Colorado renters to landlord law firm: educate don’t evict

Just after lunch on Sept. 21, a group of about a dozen people, most of them women and most of them renters, gather outside a south Denver office building that houses the law firm of Tschetter Hamrick and Sulzer.

The firm does not shy away from its market share. It advertises itself as Colorado’s #1 landlord law firm, as well as #1 in Colorado evictions.  Go observe proceedings in Denver County eviction court and chances are one of its lawyers is present, ready to make a deal with a tenant on behalf of a landlord. That deal usually involves paying past-due rent in exchange for a week or so more time in the rental. From what I’ve seen, tenants usually sign with the hope that once they get square, the landlord will change his or her mind about the eviction and let them stay. Whether that happens is a matter of the landlord’s patience, discretion or mercy.  As Judge John Marcucci warns tenant after tenant in his courtroom: “You could show up with a bucket of money and they could say, ‘We don’t want your money. You’re out.’ And you have to move.”

The renters outside Tschetter Hamrick and Sulzer were organized by Colorado Homes for All, a coalition of community groups including 9to5 Colorado. Most are wearing red T-shirts emblazoned with 9to5’s logo and the words “Winning Justice for Working Women.” Some carry rolls of tape and faux eviction notices informing the law firm that it has three days to “quit for your hand in [perpetuating] the housing crisis. You need to be held accountable.”

The notice goes on to say that “evictions cause displacement, gentrification of communities, homelessness and it pushes people further into poverty.”

The plan is to paper the elevators and walls with the eviction notices and then present, preferably to one of the firm’s law partners, a letter asking the firm’s lawyers to be more transparent with tenants about how eviction works, to offer tenant education classes and, most of all, to support funding for what protesters hope will be one day be a statewide legal defense fund for renters facing eviction.
-=-=-=-=-
> _EXERCISE OBJECTIVE_
According to the mock eviction notice in the article about the Denver renters' protest, what do evictions cause?
-=-=-=-=-
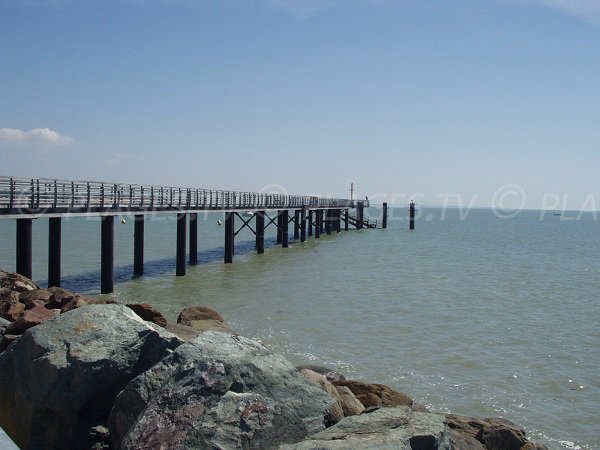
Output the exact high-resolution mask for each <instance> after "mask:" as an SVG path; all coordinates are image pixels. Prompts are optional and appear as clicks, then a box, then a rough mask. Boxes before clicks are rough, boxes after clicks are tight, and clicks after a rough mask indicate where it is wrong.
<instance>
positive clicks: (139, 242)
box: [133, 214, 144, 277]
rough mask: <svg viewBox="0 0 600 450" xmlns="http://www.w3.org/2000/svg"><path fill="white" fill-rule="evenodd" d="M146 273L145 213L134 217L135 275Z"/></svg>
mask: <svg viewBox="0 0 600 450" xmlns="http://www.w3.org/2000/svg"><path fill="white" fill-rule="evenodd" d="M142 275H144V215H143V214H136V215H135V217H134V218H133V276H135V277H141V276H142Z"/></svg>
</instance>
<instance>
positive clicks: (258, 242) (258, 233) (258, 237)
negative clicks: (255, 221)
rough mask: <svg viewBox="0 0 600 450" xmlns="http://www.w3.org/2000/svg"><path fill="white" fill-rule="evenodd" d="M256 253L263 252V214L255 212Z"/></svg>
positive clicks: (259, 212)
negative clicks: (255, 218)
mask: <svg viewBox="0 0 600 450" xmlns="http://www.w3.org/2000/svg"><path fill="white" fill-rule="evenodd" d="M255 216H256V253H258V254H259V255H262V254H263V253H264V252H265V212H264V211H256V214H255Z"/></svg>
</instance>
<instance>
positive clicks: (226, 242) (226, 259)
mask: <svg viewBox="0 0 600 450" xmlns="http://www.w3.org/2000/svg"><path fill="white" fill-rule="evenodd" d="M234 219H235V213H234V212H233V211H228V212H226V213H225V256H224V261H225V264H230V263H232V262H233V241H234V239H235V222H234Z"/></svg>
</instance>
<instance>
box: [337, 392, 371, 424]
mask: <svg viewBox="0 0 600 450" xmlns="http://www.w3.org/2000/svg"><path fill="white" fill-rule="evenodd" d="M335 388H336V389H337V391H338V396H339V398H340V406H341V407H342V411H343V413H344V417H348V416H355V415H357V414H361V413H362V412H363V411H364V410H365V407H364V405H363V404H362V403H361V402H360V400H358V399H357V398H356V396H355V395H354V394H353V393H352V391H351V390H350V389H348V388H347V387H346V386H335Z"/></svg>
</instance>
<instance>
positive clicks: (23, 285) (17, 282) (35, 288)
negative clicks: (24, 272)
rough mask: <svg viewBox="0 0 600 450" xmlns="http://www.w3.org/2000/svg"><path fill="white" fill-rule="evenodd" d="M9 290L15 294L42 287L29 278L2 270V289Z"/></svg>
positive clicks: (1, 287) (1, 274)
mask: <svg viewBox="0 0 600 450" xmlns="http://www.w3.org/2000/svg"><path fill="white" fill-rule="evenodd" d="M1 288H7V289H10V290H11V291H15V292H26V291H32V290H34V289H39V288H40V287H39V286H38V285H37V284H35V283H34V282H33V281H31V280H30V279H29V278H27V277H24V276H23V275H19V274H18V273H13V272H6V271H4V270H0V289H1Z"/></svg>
-=-=-=-=-
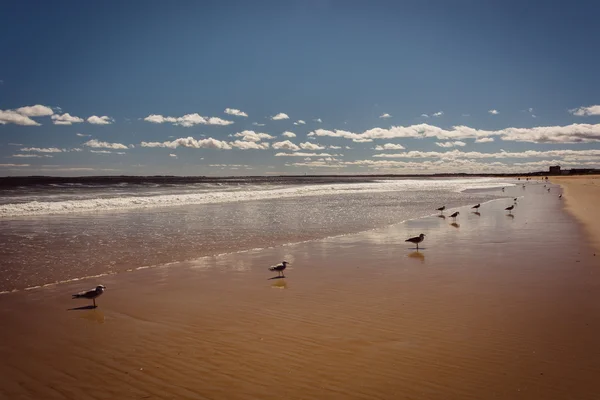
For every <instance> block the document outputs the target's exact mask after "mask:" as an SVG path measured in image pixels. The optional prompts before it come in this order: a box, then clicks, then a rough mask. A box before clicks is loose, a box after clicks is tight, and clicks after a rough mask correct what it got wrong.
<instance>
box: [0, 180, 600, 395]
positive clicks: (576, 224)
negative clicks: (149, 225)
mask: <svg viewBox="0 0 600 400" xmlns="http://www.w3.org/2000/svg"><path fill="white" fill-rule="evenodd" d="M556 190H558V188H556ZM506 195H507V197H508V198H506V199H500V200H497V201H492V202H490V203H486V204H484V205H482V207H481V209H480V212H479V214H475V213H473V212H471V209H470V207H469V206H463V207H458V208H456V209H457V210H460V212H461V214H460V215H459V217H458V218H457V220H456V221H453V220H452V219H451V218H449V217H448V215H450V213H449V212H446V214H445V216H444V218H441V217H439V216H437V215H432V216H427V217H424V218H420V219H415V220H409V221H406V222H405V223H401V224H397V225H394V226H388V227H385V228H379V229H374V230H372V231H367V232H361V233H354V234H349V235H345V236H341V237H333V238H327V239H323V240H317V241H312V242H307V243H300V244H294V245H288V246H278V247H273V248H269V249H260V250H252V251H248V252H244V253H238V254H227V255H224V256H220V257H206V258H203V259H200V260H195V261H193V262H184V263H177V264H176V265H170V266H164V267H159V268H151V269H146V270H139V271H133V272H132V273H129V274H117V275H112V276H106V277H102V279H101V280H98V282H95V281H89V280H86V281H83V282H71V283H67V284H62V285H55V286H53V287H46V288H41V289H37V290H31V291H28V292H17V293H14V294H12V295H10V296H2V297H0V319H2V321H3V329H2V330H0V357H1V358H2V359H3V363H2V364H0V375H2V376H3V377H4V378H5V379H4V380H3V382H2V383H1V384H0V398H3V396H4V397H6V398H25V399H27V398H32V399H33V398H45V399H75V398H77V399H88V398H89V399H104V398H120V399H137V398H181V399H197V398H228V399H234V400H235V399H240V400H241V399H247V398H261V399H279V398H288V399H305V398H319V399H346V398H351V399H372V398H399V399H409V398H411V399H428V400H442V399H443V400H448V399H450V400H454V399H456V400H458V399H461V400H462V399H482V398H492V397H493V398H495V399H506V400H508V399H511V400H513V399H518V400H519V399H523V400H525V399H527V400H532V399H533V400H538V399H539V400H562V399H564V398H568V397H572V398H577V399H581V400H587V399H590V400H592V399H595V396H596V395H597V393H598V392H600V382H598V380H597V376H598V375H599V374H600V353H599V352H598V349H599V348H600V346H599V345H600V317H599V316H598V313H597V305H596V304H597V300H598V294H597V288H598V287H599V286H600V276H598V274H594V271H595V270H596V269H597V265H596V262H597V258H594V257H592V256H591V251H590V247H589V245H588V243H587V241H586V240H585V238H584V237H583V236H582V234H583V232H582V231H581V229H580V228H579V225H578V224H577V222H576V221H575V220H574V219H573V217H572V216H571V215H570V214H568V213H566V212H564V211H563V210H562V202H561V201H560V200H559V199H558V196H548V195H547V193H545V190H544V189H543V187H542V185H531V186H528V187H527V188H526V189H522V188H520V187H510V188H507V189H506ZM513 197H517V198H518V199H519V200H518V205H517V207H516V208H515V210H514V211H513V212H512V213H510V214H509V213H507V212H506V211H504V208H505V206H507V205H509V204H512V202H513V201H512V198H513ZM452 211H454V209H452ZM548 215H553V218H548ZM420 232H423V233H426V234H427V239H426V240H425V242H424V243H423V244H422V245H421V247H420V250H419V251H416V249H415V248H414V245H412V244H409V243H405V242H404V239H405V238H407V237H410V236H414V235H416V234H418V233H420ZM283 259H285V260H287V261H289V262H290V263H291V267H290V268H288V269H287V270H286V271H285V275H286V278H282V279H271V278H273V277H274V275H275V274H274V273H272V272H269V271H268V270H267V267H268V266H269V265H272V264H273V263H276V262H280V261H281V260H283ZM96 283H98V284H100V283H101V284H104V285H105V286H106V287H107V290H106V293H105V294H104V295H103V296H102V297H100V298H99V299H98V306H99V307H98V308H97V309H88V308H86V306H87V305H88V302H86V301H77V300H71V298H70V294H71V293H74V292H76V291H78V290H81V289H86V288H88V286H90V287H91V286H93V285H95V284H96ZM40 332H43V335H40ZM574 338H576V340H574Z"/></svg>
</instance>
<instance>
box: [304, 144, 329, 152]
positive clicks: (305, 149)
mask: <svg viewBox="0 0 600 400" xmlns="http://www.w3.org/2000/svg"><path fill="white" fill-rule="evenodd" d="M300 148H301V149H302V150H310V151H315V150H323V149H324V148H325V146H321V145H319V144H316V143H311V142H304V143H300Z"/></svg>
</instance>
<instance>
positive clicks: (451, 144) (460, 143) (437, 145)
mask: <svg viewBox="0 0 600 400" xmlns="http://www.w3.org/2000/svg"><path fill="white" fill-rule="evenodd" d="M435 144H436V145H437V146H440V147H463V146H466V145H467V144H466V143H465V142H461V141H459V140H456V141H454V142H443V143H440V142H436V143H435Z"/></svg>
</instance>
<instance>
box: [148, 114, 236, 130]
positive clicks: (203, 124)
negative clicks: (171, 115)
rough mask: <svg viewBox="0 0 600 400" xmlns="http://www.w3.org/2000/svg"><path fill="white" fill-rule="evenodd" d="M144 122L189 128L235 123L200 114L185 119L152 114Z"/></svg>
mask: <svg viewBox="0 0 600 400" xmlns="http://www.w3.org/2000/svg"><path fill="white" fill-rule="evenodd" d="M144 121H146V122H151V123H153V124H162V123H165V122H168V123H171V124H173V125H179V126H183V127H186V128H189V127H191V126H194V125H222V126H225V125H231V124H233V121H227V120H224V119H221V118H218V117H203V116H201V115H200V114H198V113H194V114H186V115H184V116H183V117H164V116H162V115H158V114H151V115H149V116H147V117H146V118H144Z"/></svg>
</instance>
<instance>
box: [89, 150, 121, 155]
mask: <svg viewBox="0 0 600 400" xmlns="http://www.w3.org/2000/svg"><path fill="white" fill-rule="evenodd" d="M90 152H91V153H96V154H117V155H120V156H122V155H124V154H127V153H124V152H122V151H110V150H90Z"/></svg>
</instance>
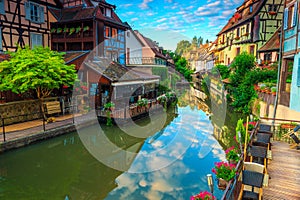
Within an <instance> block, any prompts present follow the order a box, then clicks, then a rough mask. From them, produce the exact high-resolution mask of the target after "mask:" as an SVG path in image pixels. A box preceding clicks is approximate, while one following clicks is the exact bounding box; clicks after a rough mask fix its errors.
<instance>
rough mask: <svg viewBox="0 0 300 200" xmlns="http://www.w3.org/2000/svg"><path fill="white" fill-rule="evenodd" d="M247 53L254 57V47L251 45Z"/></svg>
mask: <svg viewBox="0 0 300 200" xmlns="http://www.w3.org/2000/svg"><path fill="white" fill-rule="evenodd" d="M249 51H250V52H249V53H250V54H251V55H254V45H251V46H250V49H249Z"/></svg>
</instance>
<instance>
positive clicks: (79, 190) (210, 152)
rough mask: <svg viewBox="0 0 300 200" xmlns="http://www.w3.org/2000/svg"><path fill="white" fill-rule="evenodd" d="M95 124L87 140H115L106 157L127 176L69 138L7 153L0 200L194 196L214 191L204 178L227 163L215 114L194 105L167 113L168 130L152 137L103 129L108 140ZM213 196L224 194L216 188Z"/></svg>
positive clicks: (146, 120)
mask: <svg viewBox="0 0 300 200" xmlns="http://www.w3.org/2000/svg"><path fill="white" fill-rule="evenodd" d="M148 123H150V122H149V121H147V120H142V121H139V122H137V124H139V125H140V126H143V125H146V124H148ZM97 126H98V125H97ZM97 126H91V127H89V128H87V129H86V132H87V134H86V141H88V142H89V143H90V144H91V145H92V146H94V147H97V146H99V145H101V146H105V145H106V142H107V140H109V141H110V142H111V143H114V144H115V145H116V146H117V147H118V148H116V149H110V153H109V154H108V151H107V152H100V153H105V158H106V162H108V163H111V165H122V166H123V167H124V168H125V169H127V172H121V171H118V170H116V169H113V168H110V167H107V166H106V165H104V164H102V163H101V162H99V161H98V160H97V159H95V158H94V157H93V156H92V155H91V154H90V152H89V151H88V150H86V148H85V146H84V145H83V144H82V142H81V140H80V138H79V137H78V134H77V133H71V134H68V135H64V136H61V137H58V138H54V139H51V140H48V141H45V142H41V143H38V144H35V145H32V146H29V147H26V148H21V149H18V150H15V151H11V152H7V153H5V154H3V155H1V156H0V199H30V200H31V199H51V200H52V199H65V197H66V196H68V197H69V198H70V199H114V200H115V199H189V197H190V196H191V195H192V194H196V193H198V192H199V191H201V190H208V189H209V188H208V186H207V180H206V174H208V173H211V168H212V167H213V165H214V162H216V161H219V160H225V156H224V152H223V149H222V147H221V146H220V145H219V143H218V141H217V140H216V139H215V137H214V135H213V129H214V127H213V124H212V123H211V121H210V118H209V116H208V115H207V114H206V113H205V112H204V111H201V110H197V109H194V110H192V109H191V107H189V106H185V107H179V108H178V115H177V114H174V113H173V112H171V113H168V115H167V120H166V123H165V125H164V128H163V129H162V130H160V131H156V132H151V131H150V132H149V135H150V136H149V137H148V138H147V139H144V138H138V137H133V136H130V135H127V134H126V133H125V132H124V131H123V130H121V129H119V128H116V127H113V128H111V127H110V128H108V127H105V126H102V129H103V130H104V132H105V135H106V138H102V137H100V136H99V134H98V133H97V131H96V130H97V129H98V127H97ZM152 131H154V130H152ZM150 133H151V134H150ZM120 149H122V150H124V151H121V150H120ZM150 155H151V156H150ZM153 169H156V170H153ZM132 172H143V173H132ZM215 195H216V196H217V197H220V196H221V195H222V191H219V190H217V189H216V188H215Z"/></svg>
-=-=-=-=-
> _REPLY TO THE EXERCISE_
Displacement, gentrification of communities, homelessness, and pushing people further into poverty.